● **Data to process**:
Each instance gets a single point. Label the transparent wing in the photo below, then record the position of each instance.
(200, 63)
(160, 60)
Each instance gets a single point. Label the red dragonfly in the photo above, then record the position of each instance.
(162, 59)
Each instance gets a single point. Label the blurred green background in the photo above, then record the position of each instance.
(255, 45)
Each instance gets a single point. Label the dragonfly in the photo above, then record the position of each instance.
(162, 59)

==

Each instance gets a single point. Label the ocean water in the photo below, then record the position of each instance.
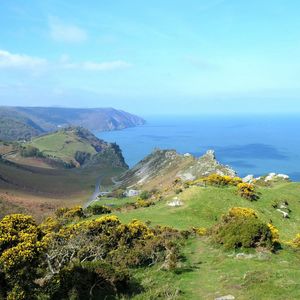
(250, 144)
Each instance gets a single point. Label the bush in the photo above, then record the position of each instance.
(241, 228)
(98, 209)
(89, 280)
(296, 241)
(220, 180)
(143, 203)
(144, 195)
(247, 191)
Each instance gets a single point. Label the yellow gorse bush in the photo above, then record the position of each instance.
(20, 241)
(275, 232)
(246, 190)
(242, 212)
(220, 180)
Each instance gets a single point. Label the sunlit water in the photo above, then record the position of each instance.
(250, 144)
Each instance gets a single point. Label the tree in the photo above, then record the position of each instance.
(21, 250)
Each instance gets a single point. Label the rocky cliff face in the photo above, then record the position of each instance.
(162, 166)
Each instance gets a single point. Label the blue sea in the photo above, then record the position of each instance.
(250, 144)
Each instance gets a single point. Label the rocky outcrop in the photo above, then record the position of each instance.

==

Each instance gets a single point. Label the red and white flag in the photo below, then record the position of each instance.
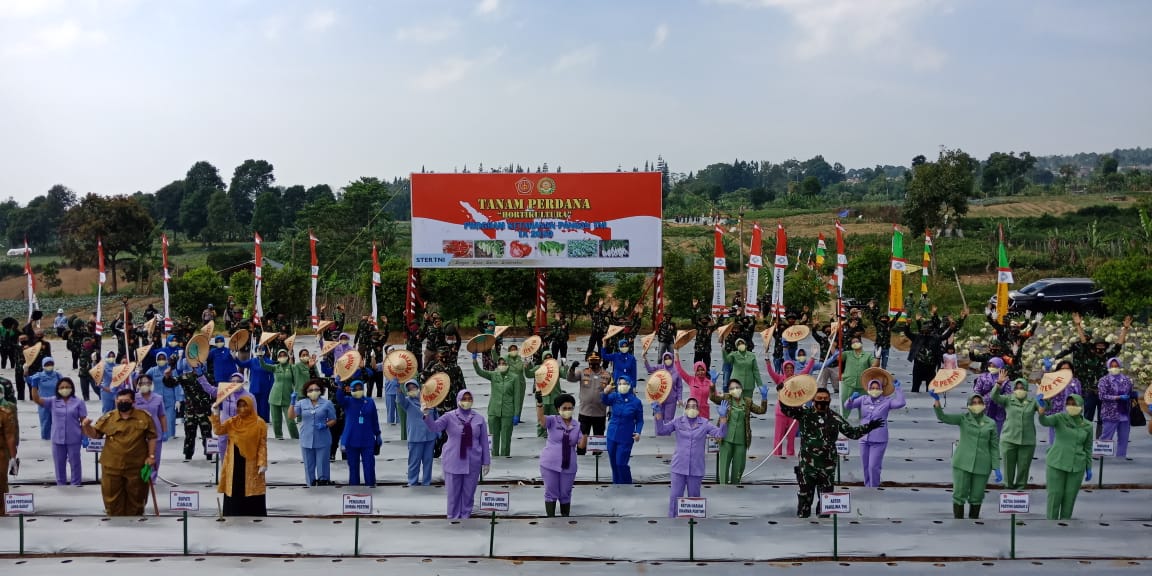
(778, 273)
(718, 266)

● **What is expected**: Output the data as a JSON list of strings with one string per line, starting at the line that contains "Each instance gets a single point. Label the ocean" and stopping after the line that contains "Each instance gets a single point. Label the rocky outcrop". Leave out blank lines and the pictures.

● **Reply to the exercise**:
[
  "Each instance gets a single point. Label the ocean water in the photo below, then record the position of each instance.",
  "(250, 144)",
  "Each instance gets a single point. Label the bush in the photo above, then record the position of each instance.",
  "(241, 228)",
  "(98, 209)",
  "(89, 280)",
  "(296, 241)",
  "(220, 180)",
  "(143, 203)",
  "(144, 195)",
  "(247, 191)",
  "Each instance gets a single point. Label the yellow gorse bush in the photo above, then record the position of each instance.",
  "(20, 241)",
  "(275, 232)",
  "(246, 190)",
  "(242, 212)",
  "(220, 180)",
  "Each instance gets a single point. Label the sunlit water in the photo above, then record the position of each instance.",
  "(250, 144)",
  "Each instance gets a single point. Label the tree in the photo above, then record the position of each instance.",
  "(21, 250)",
  "Each instance gets a single point. Label the rocky cliff face in the photo above, then record the position of each instance.",
  "(162, 166)",
  "Each instance gets a single point. Label the blue sea in the photo above, then record the position of each instance.",
  "(250, 144)",
  "Each instance gets a single point. Label the rocky outcrop in the photo above, then record the position of each instance."
]